▶ Task prompt: Transcribe exactly the line containing "car on road" and each line after it, through the end of the entries, with nothing before or after.

▶ Record set:

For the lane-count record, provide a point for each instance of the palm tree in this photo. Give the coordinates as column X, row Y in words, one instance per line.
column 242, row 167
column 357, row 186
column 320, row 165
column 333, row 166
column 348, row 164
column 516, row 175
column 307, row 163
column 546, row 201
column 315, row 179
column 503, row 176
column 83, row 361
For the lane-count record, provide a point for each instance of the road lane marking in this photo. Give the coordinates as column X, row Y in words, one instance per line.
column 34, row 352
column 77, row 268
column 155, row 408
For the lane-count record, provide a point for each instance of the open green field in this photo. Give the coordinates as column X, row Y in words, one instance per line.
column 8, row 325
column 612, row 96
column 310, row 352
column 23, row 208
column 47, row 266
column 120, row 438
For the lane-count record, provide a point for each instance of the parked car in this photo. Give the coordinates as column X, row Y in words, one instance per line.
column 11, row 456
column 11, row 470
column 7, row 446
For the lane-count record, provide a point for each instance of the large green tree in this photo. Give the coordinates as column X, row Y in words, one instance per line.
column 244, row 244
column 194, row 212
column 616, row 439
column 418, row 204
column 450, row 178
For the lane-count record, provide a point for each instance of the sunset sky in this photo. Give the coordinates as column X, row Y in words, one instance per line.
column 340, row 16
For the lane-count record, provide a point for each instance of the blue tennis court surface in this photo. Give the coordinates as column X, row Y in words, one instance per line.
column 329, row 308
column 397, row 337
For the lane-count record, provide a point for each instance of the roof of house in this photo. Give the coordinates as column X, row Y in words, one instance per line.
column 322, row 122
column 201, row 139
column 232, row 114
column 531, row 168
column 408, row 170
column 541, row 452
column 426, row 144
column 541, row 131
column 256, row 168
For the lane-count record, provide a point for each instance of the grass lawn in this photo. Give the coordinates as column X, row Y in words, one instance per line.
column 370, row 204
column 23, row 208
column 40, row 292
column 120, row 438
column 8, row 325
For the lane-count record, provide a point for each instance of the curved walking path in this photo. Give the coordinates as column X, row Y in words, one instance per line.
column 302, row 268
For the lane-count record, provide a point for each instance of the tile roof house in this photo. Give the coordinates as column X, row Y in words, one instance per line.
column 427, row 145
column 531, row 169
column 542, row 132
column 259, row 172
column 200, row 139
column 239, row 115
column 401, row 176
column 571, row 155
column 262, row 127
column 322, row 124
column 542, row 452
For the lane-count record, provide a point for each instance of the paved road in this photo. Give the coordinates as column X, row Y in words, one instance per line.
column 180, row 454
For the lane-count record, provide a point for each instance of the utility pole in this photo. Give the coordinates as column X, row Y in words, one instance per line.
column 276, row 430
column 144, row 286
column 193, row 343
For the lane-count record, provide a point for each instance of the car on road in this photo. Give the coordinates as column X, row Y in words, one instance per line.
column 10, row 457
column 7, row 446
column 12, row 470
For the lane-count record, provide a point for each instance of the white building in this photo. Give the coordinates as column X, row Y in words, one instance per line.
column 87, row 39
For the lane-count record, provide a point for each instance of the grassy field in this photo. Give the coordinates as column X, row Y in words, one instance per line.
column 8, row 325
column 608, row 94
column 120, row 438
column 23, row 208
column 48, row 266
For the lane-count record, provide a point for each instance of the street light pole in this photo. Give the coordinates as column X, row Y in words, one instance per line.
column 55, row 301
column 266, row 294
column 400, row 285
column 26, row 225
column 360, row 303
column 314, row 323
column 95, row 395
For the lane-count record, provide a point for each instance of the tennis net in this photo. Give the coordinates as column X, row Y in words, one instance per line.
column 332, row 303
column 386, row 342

▶ Solved problem:
For the lane-count record, provide a point for each instance of the car on road in this photo. Give the coordinates as column X, row Y in words, one instance per line.
column 10, row 457
column 7, row 446
column 12, row 470
For the lane-count record, provide a point for each instance of the white building in this photo. Give the coordinates as column X, row Y in words, one instance per line.
column 87, row 39
For the lane-count record, provide a point for each instance of the grassy field in this photo. Give the coordinates as column X, row Y in words, one instance per line.
column 8, row 325
column 608, row 94
column 120, row 438
column 23, row 208
column 48, row 266
For the lane-count record, provide a point for each instance of the street light pole in this photo. Give the coordinates as column X, row Y in words, one instance per line.
column 55, row 301
column 266, row 294
column 400, row 285
column 26, row 225
column 360, row 303
column 314, row 323
column 95, row 395
For the lane-count record, provide a point for each instance of the tennis net in this photo. Give the coordinates as column X, row Y in words, one instance per line.
column 332, row 303
column 386, row 342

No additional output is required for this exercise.